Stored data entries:
-.-.-

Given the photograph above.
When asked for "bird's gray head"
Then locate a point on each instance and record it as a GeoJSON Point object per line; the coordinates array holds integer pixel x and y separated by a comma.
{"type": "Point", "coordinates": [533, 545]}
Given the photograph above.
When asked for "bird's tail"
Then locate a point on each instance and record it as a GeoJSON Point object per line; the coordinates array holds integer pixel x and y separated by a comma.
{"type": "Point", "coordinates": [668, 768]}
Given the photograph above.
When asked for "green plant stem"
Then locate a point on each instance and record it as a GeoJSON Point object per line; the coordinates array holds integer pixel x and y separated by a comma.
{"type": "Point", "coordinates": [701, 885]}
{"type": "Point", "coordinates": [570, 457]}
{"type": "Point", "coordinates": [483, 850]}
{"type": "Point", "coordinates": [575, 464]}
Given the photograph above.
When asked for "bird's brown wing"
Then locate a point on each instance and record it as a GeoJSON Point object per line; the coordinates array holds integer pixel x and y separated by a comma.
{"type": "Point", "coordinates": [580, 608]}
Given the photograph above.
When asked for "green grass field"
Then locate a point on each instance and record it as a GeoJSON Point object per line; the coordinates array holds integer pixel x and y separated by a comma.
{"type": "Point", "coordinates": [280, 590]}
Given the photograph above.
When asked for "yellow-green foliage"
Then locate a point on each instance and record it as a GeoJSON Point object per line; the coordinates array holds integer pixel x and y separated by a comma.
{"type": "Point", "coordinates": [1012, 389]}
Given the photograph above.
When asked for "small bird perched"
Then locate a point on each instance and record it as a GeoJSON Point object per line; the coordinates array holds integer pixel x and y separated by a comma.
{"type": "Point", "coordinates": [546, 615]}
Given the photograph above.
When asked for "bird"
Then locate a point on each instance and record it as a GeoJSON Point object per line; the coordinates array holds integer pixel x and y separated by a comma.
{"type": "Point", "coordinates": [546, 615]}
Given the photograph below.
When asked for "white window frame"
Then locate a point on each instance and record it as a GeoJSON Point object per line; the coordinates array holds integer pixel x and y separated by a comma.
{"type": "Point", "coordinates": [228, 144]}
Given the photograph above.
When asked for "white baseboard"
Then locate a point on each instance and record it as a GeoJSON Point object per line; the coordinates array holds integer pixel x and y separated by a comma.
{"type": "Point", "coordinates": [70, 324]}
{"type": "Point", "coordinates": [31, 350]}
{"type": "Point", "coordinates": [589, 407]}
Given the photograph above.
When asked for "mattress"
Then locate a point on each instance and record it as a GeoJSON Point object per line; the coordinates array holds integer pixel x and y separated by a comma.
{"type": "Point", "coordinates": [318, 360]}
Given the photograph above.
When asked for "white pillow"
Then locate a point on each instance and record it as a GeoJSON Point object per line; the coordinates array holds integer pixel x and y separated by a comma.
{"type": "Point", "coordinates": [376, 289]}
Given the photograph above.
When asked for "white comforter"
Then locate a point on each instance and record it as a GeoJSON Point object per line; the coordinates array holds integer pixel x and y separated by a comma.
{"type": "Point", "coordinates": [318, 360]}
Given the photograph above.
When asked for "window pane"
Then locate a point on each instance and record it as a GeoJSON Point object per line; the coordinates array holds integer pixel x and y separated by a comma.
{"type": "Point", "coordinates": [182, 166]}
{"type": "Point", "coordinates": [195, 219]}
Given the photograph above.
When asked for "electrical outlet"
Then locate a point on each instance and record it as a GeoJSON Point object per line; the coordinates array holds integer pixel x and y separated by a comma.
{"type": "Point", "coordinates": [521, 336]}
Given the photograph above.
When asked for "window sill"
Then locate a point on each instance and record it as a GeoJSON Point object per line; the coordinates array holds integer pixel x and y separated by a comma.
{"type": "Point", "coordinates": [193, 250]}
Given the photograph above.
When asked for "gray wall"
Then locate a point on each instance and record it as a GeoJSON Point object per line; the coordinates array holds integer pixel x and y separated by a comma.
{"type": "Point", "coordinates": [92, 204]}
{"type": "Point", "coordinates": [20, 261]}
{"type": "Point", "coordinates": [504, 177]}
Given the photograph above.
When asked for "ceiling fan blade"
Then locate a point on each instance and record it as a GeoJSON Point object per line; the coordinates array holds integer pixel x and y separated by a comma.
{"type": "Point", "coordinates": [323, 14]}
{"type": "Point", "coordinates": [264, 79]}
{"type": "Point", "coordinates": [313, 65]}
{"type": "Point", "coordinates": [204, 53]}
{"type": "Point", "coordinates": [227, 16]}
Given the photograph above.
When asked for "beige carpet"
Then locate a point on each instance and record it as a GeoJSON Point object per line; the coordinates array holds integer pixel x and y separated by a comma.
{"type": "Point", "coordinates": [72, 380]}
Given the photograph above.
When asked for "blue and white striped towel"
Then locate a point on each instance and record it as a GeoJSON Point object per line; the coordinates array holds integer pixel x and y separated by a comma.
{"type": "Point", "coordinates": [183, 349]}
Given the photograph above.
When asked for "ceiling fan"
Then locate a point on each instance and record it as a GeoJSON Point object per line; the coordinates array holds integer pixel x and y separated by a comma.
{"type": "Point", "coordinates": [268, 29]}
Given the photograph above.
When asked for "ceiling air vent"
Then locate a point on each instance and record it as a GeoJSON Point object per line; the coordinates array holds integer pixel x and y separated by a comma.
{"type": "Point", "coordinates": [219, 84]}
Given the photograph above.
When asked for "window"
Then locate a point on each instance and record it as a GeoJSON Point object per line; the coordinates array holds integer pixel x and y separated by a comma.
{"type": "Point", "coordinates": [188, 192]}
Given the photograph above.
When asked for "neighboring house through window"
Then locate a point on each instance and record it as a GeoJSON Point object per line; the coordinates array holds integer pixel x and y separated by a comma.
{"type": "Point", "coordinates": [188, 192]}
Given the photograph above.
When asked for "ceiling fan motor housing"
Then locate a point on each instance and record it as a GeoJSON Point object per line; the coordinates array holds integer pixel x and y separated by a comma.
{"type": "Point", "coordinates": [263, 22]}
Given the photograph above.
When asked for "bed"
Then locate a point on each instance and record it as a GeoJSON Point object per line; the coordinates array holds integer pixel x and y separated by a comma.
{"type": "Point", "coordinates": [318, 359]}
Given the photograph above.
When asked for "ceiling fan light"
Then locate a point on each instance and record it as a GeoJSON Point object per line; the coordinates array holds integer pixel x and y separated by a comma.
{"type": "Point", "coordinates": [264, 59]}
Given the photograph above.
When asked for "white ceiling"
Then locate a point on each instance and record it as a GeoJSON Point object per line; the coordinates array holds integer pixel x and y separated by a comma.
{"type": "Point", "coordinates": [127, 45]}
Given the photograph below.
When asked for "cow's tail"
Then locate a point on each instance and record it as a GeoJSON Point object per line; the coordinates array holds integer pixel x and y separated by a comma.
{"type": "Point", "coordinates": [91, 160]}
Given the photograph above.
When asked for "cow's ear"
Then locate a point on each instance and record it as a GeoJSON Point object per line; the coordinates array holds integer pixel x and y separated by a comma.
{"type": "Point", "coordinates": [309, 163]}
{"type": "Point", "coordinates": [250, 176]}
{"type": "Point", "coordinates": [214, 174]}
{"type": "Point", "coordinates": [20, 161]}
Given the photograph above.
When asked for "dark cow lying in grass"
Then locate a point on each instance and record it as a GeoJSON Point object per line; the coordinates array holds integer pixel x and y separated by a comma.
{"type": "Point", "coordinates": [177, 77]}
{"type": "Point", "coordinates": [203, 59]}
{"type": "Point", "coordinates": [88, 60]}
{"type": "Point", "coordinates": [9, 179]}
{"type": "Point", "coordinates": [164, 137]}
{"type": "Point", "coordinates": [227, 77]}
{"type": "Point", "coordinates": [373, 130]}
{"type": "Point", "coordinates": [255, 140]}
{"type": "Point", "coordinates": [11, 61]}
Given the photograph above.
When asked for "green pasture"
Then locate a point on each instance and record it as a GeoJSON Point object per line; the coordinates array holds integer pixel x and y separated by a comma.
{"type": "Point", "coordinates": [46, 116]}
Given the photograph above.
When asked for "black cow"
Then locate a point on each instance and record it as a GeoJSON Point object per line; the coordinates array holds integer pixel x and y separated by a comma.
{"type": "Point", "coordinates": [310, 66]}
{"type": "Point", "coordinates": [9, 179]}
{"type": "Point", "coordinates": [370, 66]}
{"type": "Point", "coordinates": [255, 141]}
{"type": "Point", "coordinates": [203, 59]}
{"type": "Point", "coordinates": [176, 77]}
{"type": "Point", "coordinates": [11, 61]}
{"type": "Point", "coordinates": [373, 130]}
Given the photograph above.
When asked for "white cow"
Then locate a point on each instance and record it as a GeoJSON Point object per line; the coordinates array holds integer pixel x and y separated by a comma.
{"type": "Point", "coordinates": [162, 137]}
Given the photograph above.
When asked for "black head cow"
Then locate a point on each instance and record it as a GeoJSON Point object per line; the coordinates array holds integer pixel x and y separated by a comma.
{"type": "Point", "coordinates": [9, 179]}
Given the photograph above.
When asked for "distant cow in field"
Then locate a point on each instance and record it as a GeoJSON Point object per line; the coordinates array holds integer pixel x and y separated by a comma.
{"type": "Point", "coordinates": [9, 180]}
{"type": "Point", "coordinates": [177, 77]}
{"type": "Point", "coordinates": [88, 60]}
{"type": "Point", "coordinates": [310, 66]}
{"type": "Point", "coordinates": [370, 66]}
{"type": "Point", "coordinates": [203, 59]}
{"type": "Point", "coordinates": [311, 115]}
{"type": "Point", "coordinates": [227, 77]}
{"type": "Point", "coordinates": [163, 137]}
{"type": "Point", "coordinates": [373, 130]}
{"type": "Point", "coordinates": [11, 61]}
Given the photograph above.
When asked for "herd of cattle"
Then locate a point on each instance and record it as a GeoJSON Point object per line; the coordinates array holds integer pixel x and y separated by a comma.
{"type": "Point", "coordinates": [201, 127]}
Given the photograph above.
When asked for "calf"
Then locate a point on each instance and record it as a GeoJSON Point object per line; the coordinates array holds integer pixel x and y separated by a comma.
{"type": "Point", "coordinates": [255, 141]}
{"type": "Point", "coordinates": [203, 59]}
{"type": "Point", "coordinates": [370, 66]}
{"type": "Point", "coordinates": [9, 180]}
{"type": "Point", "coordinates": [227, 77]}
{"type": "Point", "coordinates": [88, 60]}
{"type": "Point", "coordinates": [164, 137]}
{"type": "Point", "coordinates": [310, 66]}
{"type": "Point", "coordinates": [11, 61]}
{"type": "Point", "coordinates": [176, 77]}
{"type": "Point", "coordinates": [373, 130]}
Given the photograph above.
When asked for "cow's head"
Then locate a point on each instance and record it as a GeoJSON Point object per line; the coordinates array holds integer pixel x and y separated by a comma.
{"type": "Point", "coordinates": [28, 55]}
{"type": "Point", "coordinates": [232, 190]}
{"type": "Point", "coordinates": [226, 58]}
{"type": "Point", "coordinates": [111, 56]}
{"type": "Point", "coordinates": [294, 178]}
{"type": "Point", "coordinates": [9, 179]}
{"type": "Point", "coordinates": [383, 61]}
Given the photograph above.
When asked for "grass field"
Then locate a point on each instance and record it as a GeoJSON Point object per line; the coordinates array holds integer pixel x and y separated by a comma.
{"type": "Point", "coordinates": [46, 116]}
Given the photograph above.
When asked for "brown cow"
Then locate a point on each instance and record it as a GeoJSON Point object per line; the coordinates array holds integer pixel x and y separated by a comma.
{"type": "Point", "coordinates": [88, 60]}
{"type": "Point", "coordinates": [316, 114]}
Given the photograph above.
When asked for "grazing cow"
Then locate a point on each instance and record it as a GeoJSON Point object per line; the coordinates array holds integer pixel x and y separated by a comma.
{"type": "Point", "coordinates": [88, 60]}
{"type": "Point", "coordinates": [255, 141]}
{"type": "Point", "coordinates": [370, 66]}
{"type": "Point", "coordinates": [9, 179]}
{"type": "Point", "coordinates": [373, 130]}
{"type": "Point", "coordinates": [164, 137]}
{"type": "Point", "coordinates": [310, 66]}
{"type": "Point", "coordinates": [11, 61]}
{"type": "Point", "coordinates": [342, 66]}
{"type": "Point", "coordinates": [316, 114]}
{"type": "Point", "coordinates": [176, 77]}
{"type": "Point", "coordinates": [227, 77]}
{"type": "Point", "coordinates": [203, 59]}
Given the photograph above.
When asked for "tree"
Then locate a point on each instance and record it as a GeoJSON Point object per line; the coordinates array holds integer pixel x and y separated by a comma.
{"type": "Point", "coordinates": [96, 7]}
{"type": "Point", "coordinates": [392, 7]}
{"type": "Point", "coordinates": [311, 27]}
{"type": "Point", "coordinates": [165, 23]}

-.-.-

#### Prompt
An answer is complete only when it holds every line above containing the string "field".

#### Your solution
When asked for "green grass field"
When asked for "distant cow in field"
When asked for "grass field"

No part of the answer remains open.